• TASK ITEM: Take each line in the entries below that holds "position" and show it.
------------------------------------------------------------
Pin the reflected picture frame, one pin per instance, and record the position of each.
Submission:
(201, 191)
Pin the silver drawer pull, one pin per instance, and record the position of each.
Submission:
------------------------------------------------------------
• EXERCISE RESPONSE:
Pin the reflected picture frame, one pin per instance, and record the position of each.
Pin the silver drawer pull, one pin per instance, and record the position of each.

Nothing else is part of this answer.